■ **TASK TO CARRY OUT**
Will you output all of the data below exactly, omitting the images?

■ **RECORDS SUPPLIED**
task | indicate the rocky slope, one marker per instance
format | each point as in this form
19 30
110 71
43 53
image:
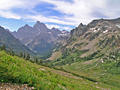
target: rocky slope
7 39
39 38
97 39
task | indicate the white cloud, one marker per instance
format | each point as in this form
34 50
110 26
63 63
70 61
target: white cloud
52 25
8 14
73 12
47 19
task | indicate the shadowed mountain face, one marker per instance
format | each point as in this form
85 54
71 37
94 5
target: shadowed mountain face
6 38
98 39
38 38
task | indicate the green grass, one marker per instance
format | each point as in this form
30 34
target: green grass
17 70
105 72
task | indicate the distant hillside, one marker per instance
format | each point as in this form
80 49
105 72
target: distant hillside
7 39
20 71
93 51
39 38
97 39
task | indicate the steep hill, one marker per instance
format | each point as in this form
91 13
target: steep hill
20 71
93 51
7 39
97 39
38 38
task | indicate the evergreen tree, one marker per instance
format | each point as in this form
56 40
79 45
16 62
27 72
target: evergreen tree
28 57
3 47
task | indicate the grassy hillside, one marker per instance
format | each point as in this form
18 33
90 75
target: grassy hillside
101 70
17 70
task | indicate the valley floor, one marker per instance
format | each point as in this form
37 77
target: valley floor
17 70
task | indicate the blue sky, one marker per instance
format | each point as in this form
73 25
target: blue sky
62 14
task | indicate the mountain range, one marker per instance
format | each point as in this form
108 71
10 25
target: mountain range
11 43
39 38
99 38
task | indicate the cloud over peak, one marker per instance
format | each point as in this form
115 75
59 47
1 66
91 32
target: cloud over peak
64 12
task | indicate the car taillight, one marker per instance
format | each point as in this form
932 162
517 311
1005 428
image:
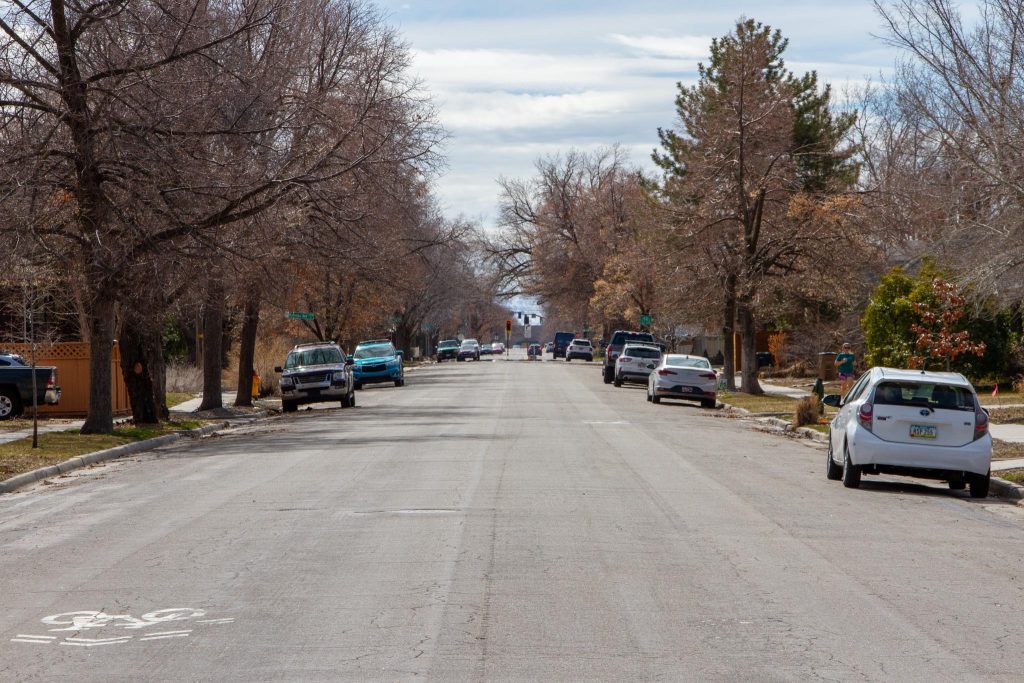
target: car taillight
864 416
980 423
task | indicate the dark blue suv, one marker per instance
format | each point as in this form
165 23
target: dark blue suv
377 360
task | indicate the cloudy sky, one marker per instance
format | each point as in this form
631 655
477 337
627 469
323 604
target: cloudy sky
517 80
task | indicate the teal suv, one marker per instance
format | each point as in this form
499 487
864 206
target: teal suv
377 360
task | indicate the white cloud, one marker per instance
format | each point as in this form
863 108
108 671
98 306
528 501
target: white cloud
685 47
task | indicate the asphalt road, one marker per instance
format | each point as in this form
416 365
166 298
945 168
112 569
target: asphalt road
504 521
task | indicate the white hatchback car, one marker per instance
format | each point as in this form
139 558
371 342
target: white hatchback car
913 423
636 363
681 376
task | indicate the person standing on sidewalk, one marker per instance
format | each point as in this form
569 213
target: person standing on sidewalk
844 364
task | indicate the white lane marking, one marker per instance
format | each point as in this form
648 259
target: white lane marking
89 642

■ **COMPLETED TASK**
task | indicate the rocky slope, one marker per instance
format | each point as in this form
19 30
110 71
43 53
image:
target: rocky slope
7 39
39 38
97 39
task | indicate the white cloud, one marker per instance
format | each point as in this form
34 50
110 26
63 63
70 61
target: white cloud
52 25
8 14
73 12
47 19
task | indicate the shadowed mountain face, one marker per instance
format | each point as in this form
85 54
71 37
94 5
target: shadowed mountain face
6 38
98 39
38 38
task | indicate the green grass, one marker per instance
format | each point as in this form
30 34
target: green grass
17 70
105 72
task | indicate the distant hillside, one marker per instance
format | each point as in this form
80 49
105 72
target: distant hillside
7 39
20 71
93 51
39 38
97 39
task | indicate the steep hill, one marker per instance
format | each point as in this form
91 13
target: steep hill
20 71
93 51
7 39
97 39
38 38
task | indicate the evergreen tree, one marker per instance
format | each point as in this form
56 40
79 45
16 62
27 72
target: evergreen tree
28 57
3 47
task | indicate the grassy hillside, one marker per instance
format | each point as in this form
18 33
90 75
target: grassy hillside
101 70
17 70
task | indicate the valley floor, one marker per instance
format | each point as in this form
37 77
target: valley floor
17 70
task | indicate the blue sky, one marker per instance
format | each point as in this form
73 25
target: blue sky
62 14
task | indicate the mountain range, one marker per instance
format | each point as in this form
108 71
10 25
target: mountain range
11 43
39 38
99 38
task | indicate the cloud over peak, one marker per instance
format | each point as in this form
115 75
59 47
1 66
91 32
target: cloud over peak
64 12
task | indicate the car taillight, one marker per instance
format | each point as in this form
932 162
517 311
1005 428
image:
target: car taillight
864 416
980 423
task | indicate the dark blue suv, one marker per instance
format | each point as in this form
165 23
target: dark blue suv
377 360
task | indicate the cloudy sky, one marker per instance
format | each point as in this form
631 655
477 337
627 469
323 604
target: cloudy sky
517 80
task | indicate the teal suv, one marker per instance
format | each point as in this form
499 487
864 206
target: teal suv
377 360
task | indicate the white cloud, one marker per instance
format | each point as in this form
863 108
108 671
98 306
528 501
target: white cloud
685 47
task | indicate the asphalt road, one marker per instance
format | each point as in this form
416 365
166 298
945 168
112 569
target: asphalt road
504 521
task | indicate the white hatchback car, one marker per instance
format | each point as in this form
139 558
371 342
target: white hatchback car
913 423
636 363
681 376
task | indicate the person standing on sidewalk, one marker per instance
format | each point as in this form
569 213
target: person standing on sidewalk
844 364
task | indicate the white lane marking, one marker per instance
format | each point as in this form
648 259
target: white lane marking
89 642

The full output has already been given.